-- start --

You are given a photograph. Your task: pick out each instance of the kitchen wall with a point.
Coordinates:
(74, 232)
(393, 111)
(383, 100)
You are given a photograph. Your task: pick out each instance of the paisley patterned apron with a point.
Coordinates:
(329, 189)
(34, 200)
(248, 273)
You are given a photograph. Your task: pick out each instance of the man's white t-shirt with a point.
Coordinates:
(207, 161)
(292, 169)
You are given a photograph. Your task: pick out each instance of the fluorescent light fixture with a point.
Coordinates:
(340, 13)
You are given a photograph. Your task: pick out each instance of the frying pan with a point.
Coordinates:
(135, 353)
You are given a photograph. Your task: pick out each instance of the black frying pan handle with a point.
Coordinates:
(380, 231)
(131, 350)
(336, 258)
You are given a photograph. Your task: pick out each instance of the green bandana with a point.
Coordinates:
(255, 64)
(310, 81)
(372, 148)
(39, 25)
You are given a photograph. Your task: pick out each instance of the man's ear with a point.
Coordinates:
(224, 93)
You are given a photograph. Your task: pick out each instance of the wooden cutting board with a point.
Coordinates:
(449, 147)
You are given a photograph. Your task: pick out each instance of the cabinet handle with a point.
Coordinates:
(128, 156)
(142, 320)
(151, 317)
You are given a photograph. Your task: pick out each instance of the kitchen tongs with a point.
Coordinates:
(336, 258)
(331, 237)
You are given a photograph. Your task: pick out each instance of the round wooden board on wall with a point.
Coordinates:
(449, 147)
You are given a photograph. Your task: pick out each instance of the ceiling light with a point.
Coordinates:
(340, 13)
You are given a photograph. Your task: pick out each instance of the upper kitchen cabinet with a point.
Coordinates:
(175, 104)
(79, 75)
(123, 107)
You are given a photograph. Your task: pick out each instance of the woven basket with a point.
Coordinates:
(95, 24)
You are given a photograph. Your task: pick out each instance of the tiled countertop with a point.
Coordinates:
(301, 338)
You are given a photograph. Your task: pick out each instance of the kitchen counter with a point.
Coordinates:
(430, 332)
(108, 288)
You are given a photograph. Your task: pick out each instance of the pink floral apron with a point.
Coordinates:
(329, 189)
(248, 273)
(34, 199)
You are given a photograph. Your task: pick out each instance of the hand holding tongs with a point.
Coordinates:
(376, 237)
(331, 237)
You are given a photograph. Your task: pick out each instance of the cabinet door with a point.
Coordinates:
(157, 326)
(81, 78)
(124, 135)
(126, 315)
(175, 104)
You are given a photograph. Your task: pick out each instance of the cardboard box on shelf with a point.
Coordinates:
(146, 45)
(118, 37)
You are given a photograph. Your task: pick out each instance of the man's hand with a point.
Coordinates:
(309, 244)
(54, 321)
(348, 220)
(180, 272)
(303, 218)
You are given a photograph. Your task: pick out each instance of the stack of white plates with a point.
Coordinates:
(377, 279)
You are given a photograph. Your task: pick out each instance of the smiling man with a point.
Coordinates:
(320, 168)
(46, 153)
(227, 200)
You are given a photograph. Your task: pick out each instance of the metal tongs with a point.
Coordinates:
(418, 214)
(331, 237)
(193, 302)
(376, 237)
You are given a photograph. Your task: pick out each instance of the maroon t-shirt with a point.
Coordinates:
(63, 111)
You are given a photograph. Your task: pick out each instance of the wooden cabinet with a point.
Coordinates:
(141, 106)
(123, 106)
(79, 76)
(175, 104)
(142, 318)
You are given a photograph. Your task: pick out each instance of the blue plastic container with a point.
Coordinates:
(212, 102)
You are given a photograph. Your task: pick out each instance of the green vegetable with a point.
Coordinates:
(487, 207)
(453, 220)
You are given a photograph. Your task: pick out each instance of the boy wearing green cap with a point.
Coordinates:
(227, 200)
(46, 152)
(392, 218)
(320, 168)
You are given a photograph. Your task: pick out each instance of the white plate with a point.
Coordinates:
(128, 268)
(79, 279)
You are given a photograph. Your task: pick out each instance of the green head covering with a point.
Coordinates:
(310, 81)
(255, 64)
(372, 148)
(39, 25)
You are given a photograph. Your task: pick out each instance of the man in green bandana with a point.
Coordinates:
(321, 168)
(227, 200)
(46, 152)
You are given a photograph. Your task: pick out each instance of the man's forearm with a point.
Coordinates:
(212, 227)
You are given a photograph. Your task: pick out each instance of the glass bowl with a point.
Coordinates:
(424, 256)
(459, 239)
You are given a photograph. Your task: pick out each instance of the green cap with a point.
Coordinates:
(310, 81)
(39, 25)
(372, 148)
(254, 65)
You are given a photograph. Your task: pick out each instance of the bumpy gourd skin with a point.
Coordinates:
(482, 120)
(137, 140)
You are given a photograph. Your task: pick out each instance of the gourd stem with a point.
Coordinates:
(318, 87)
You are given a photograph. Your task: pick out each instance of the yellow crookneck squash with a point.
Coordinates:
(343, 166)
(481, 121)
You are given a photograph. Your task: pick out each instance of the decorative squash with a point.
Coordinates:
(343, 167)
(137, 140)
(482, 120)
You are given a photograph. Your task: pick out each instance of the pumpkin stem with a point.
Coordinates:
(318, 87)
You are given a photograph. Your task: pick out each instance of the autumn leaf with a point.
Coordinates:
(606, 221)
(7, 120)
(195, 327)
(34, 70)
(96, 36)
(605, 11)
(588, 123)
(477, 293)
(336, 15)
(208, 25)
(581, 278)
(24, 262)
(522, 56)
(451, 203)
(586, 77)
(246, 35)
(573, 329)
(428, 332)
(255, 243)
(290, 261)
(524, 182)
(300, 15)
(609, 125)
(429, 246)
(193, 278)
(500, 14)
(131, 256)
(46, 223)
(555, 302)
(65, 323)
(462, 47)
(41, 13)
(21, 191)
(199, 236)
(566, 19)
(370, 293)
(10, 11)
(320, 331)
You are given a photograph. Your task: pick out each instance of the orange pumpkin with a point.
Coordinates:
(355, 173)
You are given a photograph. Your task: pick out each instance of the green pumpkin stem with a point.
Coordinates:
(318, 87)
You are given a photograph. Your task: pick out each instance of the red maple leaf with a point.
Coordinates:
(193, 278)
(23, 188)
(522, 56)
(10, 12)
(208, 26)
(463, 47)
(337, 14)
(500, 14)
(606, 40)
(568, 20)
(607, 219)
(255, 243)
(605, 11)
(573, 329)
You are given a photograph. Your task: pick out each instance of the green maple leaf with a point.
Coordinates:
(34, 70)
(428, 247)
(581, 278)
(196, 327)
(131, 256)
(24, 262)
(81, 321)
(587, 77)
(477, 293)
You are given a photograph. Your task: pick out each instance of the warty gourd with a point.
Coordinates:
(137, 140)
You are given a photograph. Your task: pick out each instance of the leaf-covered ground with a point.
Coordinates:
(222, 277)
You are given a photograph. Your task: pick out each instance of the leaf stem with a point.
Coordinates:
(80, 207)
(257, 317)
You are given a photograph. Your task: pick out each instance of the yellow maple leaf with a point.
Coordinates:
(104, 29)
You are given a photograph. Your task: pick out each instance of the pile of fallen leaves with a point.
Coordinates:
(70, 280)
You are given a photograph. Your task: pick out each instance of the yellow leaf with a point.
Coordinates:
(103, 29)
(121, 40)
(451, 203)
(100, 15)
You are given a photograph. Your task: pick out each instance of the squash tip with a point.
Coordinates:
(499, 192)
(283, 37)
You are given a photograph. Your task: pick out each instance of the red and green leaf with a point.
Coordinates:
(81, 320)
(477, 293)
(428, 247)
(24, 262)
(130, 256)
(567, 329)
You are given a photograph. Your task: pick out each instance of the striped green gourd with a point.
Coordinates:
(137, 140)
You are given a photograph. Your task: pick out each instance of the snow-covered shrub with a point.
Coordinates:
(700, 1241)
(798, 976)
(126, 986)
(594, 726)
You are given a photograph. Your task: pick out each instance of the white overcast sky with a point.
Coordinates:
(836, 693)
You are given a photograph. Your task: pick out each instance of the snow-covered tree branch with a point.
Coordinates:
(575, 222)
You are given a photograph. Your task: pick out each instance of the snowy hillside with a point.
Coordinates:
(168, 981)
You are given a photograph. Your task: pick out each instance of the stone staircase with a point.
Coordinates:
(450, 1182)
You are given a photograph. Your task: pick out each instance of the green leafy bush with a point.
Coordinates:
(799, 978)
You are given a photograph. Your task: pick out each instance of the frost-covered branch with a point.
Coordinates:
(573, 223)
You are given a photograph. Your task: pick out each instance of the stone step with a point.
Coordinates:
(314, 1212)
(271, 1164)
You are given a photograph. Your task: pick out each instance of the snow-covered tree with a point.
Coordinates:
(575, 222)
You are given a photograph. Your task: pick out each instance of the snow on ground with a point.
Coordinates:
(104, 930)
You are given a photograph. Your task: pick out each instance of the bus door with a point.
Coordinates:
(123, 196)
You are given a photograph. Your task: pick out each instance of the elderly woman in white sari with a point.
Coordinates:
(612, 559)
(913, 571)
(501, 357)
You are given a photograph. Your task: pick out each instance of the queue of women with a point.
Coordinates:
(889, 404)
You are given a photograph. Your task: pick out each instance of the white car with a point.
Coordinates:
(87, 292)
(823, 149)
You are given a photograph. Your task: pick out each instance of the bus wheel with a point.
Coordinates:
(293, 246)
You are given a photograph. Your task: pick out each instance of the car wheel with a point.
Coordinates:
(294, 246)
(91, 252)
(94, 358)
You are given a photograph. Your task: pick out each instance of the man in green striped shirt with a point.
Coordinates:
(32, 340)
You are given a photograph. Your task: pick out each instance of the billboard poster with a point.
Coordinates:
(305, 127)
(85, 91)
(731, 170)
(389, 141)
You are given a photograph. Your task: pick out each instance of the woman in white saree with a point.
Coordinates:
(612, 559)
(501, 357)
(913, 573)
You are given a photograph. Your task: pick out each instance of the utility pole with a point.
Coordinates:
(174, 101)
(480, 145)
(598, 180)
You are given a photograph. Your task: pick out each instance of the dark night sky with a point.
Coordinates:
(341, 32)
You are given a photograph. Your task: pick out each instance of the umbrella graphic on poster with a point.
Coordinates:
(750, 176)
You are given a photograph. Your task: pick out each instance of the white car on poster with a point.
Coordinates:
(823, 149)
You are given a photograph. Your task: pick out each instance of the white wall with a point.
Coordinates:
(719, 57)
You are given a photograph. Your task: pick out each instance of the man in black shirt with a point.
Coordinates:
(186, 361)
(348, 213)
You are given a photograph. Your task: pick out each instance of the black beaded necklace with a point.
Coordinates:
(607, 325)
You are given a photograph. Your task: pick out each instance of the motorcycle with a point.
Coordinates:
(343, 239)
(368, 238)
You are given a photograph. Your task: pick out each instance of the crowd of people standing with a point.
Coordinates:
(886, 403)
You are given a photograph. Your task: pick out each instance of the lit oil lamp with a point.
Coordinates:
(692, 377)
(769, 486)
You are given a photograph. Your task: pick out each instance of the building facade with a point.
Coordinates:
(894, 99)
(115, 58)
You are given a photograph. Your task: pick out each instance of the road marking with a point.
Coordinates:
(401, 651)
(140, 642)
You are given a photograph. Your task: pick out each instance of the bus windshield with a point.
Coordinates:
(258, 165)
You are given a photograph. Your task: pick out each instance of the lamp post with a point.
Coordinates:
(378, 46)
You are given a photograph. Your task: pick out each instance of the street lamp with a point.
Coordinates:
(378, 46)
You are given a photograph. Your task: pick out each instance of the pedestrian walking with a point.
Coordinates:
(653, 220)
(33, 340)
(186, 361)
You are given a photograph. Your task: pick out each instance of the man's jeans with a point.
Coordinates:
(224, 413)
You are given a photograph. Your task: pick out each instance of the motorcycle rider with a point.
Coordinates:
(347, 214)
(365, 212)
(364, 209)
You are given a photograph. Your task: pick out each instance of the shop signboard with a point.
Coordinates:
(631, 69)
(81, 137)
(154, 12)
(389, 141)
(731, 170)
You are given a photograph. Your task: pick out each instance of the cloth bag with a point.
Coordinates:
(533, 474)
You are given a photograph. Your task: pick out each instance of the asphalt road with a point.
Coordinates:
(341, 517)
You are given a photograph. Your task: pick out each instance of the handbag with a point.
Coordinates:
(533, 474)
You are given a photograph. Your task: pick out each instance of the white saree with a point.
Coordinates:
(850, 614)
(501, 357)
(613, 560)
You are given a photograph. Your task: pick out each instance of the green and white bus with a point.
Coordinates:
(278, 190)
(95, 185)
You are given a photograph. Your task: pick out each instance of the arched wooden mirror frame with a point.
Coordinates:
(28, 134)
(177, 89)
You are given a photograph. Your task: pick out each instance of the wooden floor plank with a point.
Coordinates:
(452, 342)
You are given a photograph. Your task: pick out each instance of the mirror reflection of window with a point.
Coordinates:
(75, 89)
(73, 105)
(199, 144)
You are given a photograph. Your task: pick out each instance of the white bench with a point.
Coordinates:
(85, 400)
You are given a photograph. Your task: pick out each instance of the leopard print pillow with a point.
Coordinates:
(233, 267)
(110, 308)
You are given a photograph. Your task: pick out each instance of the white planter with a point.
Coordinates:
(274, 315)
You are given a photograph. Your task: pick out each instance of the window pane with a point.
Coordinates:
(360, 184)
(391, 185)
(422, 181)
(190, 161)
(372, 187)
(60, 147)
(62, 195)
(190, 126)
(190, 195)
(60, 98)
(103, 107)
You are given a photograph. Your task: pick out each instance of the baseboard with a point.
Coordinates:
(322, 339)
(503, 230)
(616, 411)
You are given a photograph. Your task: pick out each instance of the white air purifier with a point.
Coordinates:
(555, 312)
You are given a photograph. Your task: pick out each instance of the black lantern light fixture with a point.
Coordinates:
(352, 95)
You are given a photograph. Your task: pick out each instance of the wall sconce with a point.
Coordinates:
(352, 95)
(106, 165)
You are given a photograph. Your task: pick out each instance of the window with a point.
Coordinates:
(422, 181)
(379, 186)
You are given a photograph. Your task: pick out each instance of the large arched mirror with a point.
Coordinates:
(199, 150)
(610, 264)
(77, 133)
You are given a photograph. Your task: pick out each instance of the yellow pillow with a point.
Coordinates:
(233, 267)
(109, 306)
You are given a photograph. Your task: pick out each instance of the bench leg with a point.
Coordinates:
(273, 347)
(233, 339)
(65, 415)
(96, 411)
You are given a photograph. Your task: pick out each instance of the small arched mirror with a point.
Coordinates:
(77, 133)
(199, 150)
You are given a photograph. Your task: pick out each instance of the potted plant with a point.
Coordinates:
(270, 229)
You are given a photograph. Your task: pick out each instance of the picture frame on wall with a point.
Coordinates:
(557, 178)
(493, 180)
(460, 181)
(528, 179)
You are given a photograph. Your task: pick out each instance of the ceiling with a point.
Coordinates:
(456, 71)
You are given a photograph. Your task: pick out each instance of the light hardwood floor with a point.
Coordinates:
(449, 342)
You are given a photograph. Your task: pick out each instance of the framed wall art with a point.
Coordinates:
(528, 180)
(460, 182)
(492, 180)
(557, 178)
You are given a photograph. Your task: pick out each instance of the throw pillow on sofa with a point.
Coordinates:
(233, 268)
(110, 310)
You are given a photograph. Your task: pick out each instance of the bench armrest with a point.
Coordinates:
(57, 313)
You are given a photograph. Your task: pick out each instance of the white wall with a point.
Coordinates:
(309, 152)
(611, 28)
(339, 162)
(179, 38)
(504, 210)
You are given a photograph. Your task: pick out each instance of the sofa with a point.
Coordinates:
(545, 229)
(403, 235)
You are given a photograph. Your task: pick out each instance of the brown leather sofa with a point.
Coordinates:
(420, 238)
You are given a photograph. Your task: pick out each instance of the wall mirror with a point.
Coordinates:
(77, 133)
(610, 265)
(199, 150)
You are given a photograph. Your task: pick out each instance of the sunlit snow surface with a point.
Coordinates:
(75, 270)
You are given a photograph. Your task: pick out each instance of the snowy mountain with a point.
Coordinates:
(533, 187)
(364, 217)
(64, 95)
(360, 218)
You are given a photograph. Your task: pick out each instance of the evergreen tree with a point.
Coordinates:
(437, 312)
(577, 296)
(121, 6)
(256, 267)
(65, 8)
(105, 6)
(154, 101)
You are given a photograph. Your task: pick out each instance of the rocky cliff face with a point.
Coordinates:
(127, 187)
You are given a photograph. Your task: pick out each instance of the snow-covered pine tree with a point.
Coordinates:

-- end --

● **Exercise objective**: Output only the lines running from the line with "ceiling with a point." through the final line of the data, inclusive.

● **Problem solution**:
You are given a photograph. Your task: pick out each instance of the ceiling with a point.
Coordinates:
(456, 71)
You are given a photograph. Your task: pick out each instance of the light hardwood floor with a point.
Coordinates:
(449, 342)
You are given a photograph. Your task: pick out each instance of the framed wall art with a point.
Coordinates:
(528, 180)
(460, 182)
(492, 180)
(557, 178)
You are given a photograph. Your task: pick out each instance of the throw pillow on sofa with a point.
Coordinates:
(233, 268)
(110, 310)
You are given a photograph. Your task: pick out each instance of the bench armrest with a point.
Coordinates:
(57, 313)
You are given a photograph. Your task: pick out each instance of the white wall with a point.
Coordinates:
(309, 152)
(611, 28)
(339, 162)
(179, 38)
(504, 210)
You are given a photograph. Your task: pick out each instance of the sofa with a point.
Coordinates:
(545, 229)
(403, 235)
You are given a photograph. Your task: pick out each instance of the brown leather sofa with a point.
Coordinates:
(420, 238)
You are given a photograph. Your task: pick out each instance of the wall mirror with a point.
Coordinates:
(77, 133)
(610, 265)
(199, 150)
You are given a photograph. Your task: pick out each instance of the sunlit snow surface with a point.
Coordinates:
(75, 270)
You are given a photograph. Your task: pick out each instance of the snowy mountain with a point.
Coordinates:
(533, 187)
(364, 217)
(64, 95)
(360, 218)
You are given a photograph. Your task: pick out each instance of the evergreen tree with a point.
Coordinates:
(437, 312)
(577, 296)
(121, 6)
(256, 267)
(65, 8)
(105, 6)
(154, 101)
You are given a photograph. Your task: pick out each instance of the rocky cliff face with a point.
Coordinates:
(127, 187)
You are given a photograph. Your task: pick out each instance of the snow-covered pine tree with a point.
Coordinates:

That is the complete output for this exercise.